=== TASK INSTRUCTIONS ===
Convert every line of the records below into a JSON list of strings, one string per line, with blank lines left out.

--- RECORDS FOR THE TASK ---

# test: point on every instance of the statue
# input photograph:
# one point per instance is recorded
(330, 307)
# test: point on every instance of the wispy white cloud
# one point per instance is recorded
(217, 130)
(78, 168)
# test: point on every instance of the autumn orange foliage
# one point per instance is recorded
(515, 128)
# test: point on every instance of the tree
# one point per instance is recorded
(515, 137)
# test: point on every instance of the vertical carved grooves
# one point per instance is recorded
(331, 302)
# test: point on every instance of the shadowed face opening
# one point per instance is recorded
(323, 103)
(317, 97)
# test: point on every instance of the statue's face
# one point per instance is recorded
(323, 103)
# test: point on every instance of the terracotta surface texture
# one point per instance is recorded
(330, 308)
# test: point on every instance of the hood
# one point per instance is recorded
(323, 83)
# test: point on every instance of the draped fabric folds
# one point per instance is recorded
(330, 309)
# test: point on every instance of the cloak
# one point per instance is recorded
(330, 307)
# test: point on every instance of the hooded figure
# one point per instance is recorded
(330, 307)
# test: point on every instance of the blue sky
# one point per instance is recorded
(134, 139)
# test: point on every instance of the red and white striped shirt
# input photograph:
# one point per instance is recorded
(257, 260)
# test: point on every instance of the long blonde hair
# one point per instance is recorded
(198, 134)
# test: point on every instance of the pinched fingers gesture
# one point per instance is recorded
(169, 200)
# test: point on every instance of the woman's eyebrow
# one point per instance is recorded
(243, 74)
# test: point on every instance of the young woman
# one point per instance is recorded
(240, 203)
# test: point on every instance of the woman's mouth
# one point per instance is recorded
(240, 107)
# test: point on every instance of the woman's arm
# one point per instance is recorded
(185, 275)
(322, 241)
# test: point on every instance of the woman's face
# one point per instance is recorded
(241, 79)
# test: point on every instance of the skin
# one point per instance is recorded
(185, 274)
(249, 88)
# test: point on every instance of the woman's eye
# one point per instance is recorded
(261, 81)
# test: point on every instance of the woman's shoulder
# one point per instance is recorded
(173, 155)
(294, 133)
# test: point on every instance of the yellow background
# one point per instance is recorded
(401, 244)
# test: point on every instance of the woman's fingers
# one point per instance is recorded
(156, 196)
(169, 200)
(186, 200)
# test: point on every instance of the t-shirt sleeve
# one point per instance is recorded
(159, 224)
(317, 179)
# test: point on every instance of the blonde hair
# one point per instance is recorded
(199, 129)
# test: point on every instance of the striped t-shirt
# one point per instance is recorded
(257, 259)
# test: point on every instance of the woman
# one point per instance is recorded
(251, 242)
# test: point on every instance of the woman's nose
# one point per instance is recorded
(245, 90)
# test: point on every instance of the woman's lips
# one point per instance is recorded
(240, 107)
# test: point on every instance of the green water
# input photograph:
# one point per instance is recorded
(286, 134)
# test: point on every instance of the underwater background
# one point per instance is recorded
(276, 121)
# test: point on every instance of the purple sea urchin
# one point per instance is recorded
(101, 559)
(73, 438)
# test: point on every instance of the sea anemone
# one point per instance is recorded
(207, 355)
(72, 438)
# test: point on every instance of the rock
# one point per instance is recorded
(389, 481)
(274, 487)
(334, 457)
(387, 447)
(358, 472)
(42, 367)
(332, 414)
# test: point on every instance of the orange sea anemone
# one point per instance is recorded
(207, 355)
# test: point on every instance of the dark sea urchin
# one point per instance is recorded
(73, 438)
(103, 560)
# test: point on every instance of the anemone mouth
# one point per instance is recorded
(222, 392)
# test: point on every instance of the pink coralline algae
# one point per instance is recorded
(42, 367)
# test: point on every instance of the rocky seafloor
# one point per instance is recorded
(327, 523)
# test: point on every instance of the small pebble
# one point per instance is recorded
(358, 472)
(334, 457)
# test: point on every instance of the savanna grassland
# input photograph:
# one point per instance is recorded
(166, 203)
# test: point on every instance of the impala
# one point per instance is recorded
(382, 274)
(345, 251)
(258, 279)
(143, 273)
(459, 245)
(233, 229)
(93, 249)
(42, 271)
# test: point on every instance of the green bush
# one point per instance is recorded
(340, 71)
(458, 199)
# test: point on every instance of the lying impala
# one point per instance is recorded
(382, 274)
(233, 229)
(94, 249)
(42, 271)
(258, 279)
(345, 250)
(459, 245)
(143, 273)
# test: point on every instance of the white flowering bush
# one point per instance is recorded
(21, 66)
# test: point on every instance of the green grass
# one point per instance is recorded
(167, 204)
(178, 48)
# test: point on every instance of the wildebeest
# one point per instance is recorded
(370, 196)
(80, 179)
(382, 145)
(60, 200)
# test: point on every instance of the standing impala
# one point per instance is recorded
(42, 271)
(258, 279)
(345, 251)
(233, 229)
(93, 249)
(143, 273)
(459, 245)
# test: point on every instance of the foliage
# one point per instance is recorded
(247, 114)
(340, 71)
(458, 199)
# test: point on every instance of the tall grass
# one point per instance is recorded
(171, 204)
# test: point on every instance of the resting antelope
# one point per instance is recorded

---

=== RESPONSE TO THE TASK ===
[
  "# test: point on every instance of the statue",
  "# input photograph:",
  "# one point per instance is recorded",
  "(330, 307)",
  "# test: point on every instance of the wispy white cloud",
  "# one point per instance is recorded",
  "(217, 130)",
  "(78, 168)",
  "# test: point on every instance of the autumn orange foliage",
  "# one point per instance is recorded",
  "(515, 128)",
  "# test: point on every instance of the tree",
  "# one point per instance is recorded",
  "(515, 137)",
  "# test: point on every instance of the vertical carved grooves",
  "# one point per instance is recorded",
  "(331, 302)",
  "# test: point on every instance of the shadowed face opening",
  "# one point per instance is recorded",
  "(323, 103)",
  "(317, 97)",
  "# test: point on every instance of the statue's face",
  "# one point per instance is recorded",
  "(323, 103)",
  "# test: point on every instance of the terracotta surface texture",
  "# one point per instance is recorded",
  "(330, 308)",
  "# test: point on every instance of the hood",
  "# one point per instance is recorded",
  "(323, 83)",
  "# test: point on every instance of the draped fabric folds",
  "# one point per instance is recorded",
  "(330, 309)",
  "# test: point on every instance of the cloak",
  "# one point per instance is recorded",
  "(330, 307)",
  "# test: point on every instance of the hooded figure",
  "# one point per instance is recorded",
  "(330, 307)",
  "# test: point on every instance of the blue sky",
  "# one point per instance is recorded",
  "(134, 139)",
  "# test: point on every instance of the red and white striped shirt",
  "# input photograph:",
  "# one point per instance is recorded",
  "(257, 260)",
  "# test: point on every instance of the long blonde hair",
  "# one point per instance is recorded",
  "(198, 134)",
  "# test: point on every instance of the pinched fingers gesture",
  "# one point per instance is recorded",
  "(169, 200)",
  "# test: point on every instance of the woman's eyebrow",
  "# one point per instance is recorded",
  "(243, 74)",
  "# test: point on every instance of the young woman",
  "# one point per instance is recorded",
  "(240, 203)",
  "# test: point on every instance of the woman's mouth",
  "# one point per instance is recorded",
  "(240, 107)",
  "# test: point on every instance of the woman's arm",
  "# one point per instance is recorded",
  "(185, 275)",
  "(322, 241)",
  "# test: point on every instance of the woman's face",
  "# one point per instance is recorded",
  "(241, 79)",
  "# test: point on every instance of the skin",
  "# one point per instance is recorded",
  "(185, 274)",
  "(249, 88)",
  "# test: point on every instance of the woman's eye",
  "# one point per instance is recorded",
  "(261, 81)",
  "# test: point on every instance of the woman's shoulder",
  "# one point per instance is recorded",
  "(173, 155)",
  "(294, 133)",
  "# test: point on every instance of the yellow background",
  "# one point per instance is recorded",
  "(401, 244)",
  "# test: point on every instance of the woman's fingers",
  "# one point per instance is recorded",
  "(156, 196)",
  "(169, 200)",
  "(186, 200)",
  "# test: point on every instance of the t-shirt sleeve",
  "# one point per instance is recorded",
  "(159, 224)",
  "(317, 179)",
  "# test: point on every instance of the blonde hair",
  "# one point per instance is recorded",
  "(199, 129)",
  "# test: point on every instance of the striped t-shirt",
  "# one point per instance is recorded",
  "(257, 259)",
  "# test: point on every instance of the woman",
  "# one point per instance is recorded",
  "(251, 242)",
  "# test: point on every instance of the woman's nose",
  "# one point per instance is recorded",
  "(245, 90)",
  "# test: point on every instance of the woman's lips",
  "# one point per instance is recorded",
  "(240, 107)",
  "# test: point on every instance of the green water",
  "# input photograph:",
  "# one point per instance is recorded",
  "(286, 134)",
  "# test: point on every instance of the underwater background",
  "# one point per instance is recorded",
  "(276, 121)",
  "# test: point on every instance of the purple sea urchin",
  "# one point per instance is recorded",
  "(101, 559)",
  "(73, 438)",
  "# test: point on every instance of the sea anemone",
  "# one point per instance is recorded",
  "(207, 355)",
  "(72, 438)",
  "# test: point on every instance of the rock",
  "# one point per instance is recorded",
  "(389, 481)",
  "(274, 487)",
  "(334, 457)",
  "(387, 447)",
  "(358, 472)",
  "(42, 367)",
  "(332, 414)",
  "# test: point on every instance of the orange sea anemone",
  "# one point per instance is recorded",
  "(207, 355)",
  "# test: point on every instance of the dark sea urchin",
  "# one point per instance is recorded",
  "(73, 438)",
  "(103, 560)",
  "# test: point on every instance of the anemone mouth",
  "# one point per instance is recorded",
  "(222, 392)",
  "# test: point on every instance of the pink coralline algae",
  "# one point per instance is recorded",
  "(42, 367)",
  "# test: point on every instance of the rocky seafloor",
  "# one point per instance is recorded",
  "(327, 523)",
  "# test: point on every instance of the small pebble",
  "# one point per instance is recorded",
  "(358, 472)",
  "(334, 457)",
  "# test: point on every instance of the savanna grassland",
  "# input photograph:",
  "# one point per instance is recorded",
  "(166, 203)",
  "# test: point on every instance of the impala",
  "# one point per instance is recorded",
  "(382, 274)",
  "(345, 251)",
  "(258, 279)",
  "(143, 273)",
  "(459, 245)",
  "(233, 229)",
  "(93, 249)",
  "(42, 271)",
  "# test: point on every instance of the green bush",
  "# one point per instance is recorded",
  "(340, 71)",
  "(458, 199)",
  "# test: point on every instance of the lying impala",
  "# one point per instance is recorded",
  "(382, 274)",
  "(233, 229)",
  "(94, 249)",
  "(42, 271)",
  "(258, 279)",
  "(345, 250)",
  "(459, 245)",
  "(143, 273)",
  "# test: point on every instance of the white flowering bush",
  "# one point per instance is recorded",
  "(21, 66)",
  "# test: point on every instance of the green grass",
  "# one point per instance is recorded",
  "(167, 204)",
  "(178, 48)",
  "# test: point on every instance of the wildebeest",
  "# one point per instance is recorded",
  "(370, 196)",
  "(80, 179)",
  "(382, 145)",
  "(60, 200)",
  "# test: point on every instance of the standing impala",
  "# one point per instance is recorded",
  "(42, 271)",
  "(258, 279)",
  "(345, 251)",
  "(233, 229)",
  "(93, 249)",
  "(143, 273)",
  "(459, 245)",
  "# test: point on every instance of the foliage",
  "# one point per instance is recorded",
  "(247, 114)",
  "(340, 71)",
  "(458, 199)",
  "# test: point on every instance of the tall grass",
  "# one point per instance is recorded",
  "(171, 204)",
  "# test: point on every instance of the resting antelope",
  "# one point per instance is recorded"
]